## [Job item]
Give every line of the records below, from the line containing "negative clicks: (26, 579)" through the line containing "positive clicks: (4, 204)" inclusive, as a JSON list of strings, one string per line and blank lines omitted. Leave the pictures out.
#### Data provided
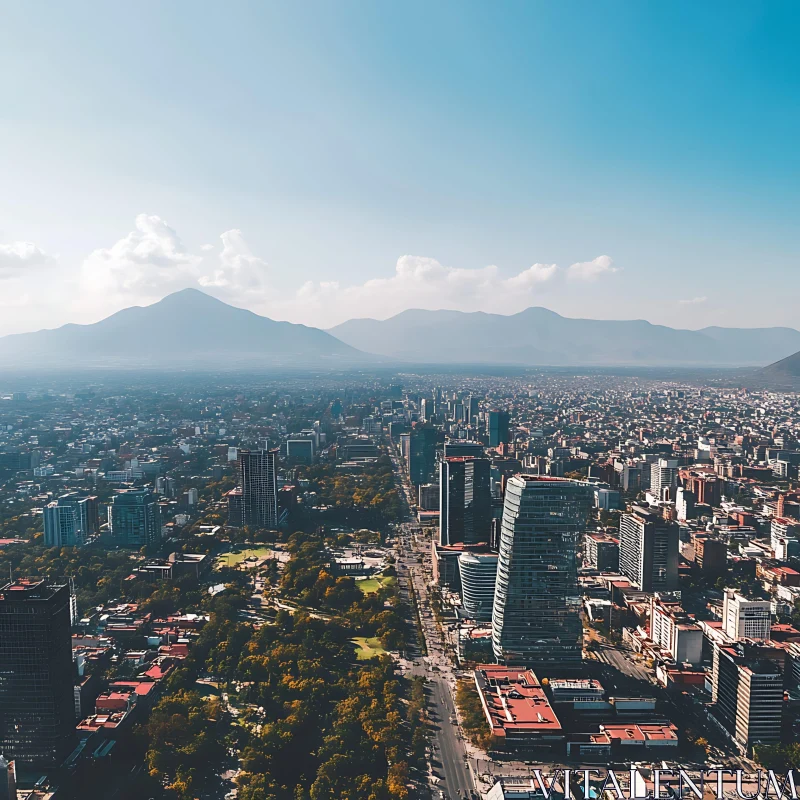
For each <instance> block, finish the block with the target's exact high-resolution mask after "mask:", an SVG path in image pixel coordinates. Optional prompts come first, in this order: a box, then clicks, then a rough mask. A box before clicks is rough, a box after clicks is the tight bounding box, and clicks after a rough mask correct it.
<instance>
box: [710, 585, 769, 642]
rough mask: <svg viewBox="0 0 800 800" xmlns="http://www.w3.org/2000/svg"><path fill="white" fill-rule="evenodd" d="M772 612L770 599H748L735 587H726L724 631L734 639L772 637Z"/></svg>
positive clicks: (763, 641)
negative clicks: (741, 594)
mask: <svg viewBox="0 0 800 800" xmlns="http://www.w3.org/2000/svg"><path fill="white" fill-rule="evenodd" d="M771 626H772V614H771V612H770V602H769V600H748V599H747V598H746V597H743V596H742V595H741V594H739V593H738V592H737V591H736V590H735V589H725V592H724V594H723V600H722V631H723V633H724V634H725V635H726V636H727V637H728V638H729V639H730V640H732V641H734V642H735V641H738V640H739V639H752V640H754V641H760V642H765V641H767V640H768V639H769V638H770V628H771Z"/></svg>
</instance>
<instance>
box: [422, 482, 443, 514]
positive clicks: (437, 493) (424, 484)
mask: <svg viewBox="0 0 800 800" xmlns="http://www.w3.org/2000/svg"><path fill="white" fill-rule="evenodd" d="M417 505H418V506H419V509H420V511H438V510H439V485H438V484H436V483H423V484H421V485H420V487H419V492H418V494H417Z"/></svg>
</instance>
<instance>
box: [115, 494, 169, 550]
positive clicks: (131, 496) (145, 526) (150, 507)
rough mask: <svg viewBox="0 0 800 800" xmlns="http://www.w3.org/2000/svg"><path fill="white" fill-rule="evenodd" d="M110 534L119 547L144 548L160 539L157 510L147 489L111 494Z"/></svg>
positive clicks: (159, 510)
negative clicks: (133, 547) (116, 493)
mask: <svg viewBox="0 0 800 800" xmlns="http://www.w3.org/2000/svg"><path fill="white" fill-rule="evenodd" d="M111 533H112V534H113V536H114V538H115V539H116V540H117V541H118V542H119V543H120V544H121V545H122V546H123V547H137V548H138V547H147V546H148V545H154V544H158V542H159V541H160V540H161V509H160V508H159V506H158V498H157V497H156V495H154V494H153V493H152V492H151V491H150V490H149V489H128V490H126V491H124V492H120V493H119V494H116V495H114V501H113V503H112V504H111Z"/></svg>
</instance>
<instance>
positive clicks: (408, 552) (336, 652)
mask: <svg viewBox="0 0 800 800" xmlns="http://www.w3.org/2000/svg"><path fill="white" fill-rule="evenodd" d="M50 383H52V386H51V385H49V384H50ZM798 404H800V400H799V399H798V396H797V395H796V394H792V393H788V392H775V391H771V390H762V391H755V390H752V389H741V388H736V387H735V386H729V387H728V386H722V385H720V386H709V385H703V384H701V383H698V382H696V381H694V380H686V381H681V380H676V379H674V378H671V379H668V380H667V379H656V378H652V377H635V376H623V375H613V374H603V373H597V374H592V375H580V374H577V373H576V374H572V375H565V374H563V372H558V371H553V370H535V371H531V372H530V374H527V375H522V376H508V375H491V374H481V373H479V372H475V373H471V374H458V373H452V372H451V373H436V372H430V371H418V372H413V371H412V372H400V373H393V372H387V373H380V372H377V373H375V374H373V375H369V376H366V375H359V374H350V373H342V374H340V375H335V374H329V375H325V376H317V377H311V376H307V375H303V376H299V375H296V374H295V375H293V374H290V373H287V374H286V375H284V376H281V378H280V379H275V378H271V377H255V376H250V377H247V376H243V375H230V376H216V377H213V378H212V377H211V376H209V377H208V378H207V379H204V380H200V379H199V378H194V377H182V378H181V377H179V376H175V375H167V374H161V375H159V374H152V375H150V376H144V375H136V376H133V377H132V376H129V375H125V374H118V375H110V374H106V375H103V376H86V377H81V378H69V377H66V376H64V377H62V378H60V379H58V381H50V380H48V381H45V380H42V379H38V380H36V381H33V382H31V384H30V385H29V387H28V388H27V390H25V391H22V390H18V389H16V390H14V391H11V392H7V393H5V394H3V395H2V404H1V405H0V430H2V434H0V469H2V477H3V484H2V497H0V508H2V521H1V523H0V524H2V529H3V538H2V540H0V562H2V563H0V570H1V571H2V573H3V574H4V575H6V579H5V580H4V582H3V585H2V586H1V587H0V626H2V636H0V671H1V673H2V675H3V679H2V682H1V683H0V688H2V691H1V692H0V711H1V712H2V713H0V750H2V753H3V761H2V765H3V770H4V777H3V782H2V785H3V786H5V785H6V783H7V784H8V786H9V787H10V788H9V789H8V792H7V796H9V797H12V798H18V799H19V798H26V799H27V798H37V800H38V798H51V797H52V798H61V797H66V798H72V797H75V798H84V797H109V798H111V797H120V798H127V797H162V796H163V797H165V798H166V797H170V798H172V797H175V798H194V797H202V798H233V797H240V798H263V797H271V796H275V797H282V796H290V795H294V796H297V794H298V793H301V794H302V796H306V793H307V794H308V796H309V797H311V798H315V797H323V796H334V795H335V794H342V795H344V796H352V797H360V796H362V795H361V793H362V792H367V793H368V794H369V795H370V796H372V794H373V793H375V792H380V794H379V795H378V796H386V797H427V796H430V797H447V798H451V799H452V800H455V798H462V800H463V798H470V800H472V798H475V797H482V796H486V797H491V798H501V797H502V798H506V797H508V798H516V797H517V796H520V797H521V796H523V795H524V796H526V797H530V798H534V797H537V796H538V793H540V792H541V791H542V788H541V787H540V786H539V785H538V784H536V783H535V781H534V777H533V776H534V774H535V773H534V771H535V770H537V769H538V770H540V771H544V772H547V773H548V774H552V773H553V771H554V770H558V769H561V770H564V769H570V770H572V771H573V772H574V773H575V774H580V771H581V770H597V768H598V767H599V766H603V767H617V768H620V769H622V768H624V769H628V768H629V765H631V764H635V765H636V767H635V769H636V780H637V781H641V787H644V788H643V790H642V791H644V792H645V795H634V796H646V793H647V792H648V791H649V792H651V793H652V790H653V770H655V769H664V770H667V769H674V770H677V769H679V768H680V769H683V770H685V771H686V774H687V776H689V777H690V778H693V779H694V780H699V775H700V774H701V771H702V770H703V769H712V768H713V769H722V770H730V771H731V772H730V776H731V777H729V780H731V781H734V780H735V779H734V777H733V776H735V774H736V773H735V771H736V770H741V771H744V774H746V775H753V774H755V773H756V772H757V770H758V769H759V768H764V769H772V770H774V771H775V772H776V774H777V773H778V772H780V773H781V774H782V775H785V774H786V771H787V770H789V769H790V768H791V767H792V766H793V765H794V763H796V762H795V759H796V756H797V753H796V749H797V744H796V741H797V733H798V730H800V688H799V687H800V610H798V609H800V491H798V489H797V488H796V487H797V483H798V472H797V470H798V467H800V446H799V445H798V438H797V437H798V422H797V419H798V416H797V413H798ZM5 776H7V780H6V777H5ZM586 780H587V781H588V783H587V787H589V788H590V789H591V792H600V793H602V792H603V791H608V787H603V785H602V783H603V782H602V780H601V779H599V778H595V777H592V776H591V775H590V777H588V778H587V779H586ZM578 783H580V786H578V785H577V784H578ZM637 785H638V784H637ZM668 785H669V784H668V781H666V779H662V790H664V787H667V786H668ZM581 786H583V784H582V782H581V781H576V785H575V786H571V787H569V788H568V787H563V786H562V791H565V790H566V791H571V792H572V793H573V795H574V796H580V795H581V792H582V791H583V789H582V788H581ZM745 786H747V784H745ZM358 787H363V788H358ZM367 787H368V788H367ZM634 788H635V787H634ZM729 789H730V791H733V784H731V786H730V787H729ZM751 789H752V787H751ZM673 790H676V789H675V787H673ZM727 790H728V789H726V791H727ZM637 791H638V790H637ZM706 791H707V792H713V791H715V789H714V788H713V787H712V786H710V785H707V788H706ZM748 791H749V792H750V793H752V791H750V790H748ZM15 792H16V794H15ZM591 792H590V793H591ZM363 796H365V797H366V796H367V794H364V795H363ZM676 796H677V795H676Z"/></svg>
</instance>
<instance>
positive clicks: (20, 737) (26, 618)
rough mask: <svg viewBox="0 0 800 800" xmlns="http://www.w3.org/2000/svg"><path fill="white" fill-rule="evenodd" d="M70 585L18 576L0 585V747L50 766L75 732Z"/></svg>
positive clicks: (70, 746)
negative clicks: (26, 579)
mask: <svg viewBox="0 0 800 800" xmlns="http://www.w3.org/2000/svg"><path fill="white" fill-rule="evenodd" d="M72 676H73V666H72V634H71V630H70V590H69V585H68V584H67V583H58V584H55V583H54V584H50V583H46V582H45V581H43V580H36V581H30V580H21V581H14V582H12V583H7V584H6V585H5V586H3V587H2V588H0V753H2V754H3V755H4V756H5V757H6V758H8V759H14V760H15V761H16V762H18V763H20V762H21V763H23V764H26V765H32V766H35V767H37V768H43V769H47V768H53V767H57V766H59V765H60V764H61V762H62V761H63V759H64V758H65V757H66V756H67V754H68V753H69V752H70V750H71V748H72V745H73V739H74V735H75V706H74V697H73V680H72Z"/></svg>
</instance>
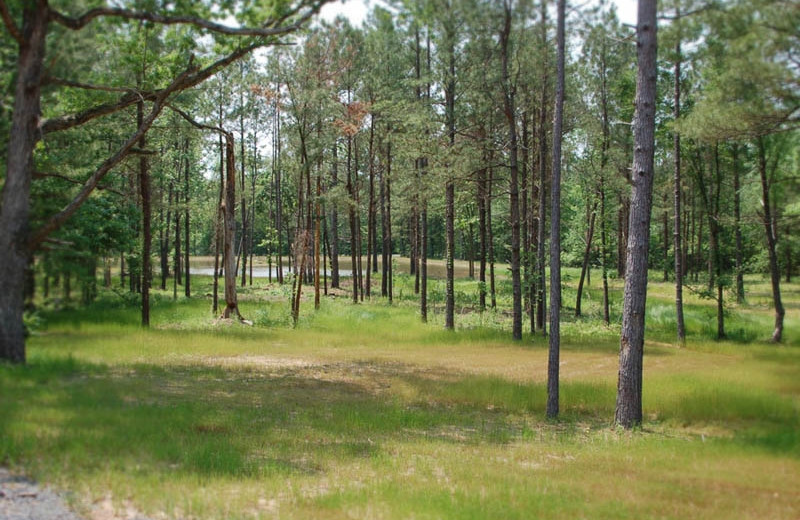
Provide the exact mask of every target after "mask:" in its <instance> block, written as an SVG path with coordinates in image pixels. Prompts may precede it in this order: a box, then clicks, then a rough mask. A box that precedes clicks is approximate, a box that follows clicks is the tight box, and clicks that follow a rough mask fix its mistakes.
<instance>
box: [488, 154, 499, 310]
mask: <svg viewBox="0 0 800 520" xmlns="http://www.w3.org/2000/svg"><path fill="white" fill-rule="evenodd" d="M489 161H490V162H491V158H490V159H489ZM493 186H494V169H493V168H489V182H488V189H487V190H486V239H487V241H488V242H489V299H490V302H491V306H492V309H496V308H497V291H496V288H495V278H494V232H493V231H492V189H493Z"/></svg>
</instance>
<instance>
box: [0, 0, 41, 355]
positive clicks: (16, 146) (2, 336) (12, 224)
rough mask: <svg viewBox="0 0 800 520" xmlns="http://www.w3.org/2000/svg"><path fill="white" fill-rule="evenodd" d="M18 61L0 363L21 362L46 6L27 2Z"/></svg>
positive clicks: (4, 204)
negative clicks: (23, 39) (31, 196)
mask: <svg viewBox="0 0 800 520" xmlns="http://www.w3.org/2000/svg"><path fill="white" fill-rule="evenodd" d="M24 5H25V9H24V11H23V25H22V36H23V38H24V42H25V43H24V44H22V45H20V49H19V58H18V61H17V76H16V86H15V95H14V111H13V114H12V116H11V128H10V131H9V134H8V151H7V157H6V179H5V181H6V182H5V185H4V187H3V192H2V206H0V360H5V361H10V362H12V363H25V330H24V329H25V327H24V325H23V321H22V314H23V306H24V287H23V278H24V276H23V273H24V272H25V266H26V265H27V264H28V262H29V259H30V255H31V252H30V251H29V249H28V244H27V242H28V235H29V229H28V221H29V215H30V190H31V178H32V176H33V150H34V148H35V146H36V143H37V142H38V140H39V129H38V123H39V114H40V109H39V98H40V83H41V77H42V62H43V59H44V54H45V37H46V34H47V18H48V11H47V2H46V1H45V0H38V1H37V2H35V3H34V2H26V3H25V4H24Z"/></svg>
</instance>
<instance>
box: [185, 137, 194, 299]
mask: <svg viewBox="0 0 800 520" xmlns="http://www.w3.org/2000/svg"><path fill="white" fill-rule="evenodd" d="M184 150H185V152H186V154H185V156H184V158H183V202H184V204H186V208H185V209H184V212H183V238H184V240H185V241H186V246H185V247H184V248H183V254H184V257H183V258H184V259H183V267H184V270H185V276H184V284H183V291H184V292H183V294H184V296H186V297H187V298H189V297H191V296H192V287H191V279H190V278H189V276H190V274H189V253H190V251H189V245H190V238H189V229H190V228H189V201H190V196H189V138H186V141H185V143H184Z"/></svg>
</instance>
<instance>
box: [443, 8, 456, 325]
########
## [Result for this task]
[
  "negative clicks: (26, 579)",
  "mask: <svg viewBox=\"0 0 800 800\" xmlns=\"http://www.w3.org/2000/svg\"><path fill=\"white\" fill-rule=\"evenodd\" d=\"M72 676H73V666H72V634H71V630H70V590H69V585H68V584H67V583H58V584H55V583H54V584H50V583H46V582H45V581H43V580H36V581H30V580H21V581H14V582H12V583H7V584H6V585H5V586H3V587H2V588H0V753H2V754H3V755H4V756H5V757H6V758H8V759H14V760H15V761H16V762H18V763H20V762H21V763H23V764H26V765H32V766H35V767H37V768H43V769H47V768H53V767H57V766H59V765H60V764H61V762H62V761H63V759H64V758H65V757H66V756H67V754H68V753H69V752H70V750H71V748H72V745H73V739H74V735H75V706H74V697H73V680H72Z\"/></svg>",
  "</instance>",
  "Provide the exact mask of every target after \"mask:\" in its <instance> block, written as an SVG path with coordinates in image pixels. Prompts may precede it in this order: a box, then clicks, then a rough mask. A box that precedes clicks is approximate, a box that follows clicks is the tight box, and clicks that follow a rough mask fix its mistakes.",
  "<instance>",
  "box: [488, 154, 499, 310]",
  "mask: <svg viewBox=\"0 0 800 520\" xmlns=\"http://www.w3.org/2000/svg\"><path fill=\"white\" fill-rule=\"evenodd\" d=\"M489 161H490V162H491V158H490V159H489ZM493 186H494V169H493V168H489V182H488V189H487V190H486V239H487V241H488V242H489V299H490V302H491V306H492V309H496V308H497V291H496V288H495V278H494V232H493V231H492V189H493Z\"/></svg>",
  "</instance>",
  "<instance>",
  "box: [0, 0, 41, 355]",
  "positive clicks: (16, 146) (2, 336) (12, 224)",
  "rough mask: <svg viewBox=\"0 0 800 520\" xmlns=\"http://www.w3.org/2000/svg\"><path fill=\"white\" fill-rule=\"evenodd\" d=\"M18 61L0 363L21 362L46 6L27 2Z\"/></svg>",
  "positive clicks: (4, 204)"
]